- _PROBLEM STATEMENT_:
In the passage on the ATG7 protein, what type of enzyme does ATG7 act as for ubiquitin-like proteins such as ATG12 and ATG8 when autophagy begins?

- _EXCERPT PROVIDED_:

------------------------------------------------------------

Autophagy related 7 is a protein in humans encoded by ATG7 gene. Related to GSA7; APG7L; APG7-LIKE.

ATG 7, present in both plant and animal genomes, acts as an essential protein for cell degradation and its recycling. The sequence associates with the ubiquitin- proteasome system, UPS, required for the unique development of an autophagosomal membrane and fusion within cells.

ATG7 was identified based on homology to yeast cells Pichia pastoris GSA7 and Saccharomyces cerevisiae APG7. The protein appears to be required for fusion of peroxisomal and vacuolar membranes.

Autophagy is an important cellular process that helps in maintaining homeostasis. It goes through destroying and recycling the cytoplasmic organelles and macromolecules. During the initiation of autophagy, ATG7 acts like an E-1 enzyme for ubiquitin-like proteins (UBL) such as ATG12 and ATG8. ATG7 helps these UBL proteins in targeting their molecule by binding to them and activating their transfer to an E-2 enzyme. ATG7's role in both of these autophagy-specific UBL systems makes it an essential regulator of autophagosome assembly.

------------------------------------------------------------

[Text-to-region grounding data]
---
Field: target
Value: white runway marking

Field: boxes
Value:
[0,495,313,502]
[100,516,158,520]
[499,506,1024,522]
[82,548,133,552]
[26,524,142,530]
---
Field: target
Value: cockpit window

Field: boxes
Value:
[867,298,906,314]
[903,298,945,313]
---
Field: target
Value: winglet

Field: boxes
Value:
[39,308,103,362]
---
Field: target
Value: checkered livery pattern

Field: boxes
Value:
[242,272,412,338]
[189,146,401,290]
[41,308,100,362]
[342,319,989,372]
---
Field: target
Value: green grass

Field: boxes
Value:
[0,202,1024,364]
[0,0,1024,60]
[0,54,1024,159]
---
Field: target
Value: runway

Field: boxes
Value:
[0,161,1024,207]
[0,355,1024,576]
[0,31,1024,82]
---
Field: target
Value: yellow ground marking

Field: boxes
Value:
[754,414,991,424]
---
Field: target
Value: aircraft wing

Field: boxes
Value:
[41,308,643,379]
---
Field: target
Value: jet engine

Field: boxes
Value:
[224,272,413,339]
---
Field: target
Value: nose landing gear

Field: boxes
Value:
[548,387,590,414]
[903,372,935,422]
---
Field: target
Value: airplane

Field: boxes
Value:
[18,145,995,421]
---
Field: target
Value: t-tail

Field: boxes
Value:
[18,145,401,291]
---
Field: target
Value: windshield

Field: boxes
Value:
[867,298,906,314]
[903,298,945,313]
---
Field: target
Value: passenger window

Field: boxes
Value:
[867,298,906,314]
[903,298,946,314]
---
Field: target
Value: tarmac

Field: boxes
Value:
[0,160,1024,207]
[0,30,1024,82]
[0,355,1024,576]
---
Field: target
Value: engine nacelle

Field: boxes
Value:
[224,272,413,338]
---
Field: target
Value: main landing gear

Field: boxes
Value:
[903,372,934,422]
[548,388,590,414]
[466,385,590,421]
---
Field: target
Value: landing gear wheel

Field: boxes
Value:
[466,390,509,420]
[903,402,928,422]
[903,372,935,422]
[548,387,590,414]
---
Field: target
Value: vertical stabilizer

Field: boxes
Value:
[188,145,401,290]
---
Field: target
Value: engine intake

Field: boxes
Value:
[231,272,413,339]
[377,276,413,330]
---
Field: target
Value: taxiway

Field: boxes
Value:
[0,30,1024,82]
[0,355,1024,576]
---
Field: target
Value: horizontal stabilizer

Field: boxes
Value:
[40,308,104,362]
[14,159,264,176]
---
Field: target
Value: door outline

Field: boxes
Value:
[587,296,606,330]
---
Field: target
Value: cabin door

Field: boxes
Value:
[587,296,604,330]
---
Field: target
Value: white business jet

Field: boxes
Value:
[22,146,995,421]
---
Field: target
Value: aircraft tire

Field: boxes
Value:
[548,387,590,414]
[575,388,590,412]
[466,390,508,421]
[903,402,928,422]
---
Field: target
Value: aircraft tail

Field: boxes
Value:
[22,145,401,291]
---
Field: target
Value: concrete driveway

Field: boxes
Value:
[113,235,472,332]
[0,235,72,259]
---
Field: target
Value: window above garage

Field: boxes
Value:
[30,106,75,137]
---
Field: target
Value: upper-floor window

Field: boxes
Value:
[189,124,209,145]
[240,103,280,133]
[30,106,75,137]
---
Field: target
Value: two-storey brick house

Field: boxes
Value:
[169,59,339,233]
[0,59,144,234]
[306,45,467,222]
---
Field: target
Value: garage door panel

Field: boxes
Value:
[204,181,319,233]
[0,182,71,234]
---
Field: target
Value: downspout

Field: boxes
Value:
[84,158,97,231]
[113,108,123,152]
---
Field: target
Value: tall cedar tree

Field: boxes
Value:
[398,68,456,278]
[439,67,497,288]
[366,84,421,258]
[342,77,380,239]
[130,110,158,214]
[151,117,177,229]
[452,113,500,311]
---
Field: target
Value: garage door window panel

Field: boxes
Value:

------------------------------------------------------------

- _RESULT OF THIS TASK_:
An E-1 enzyme.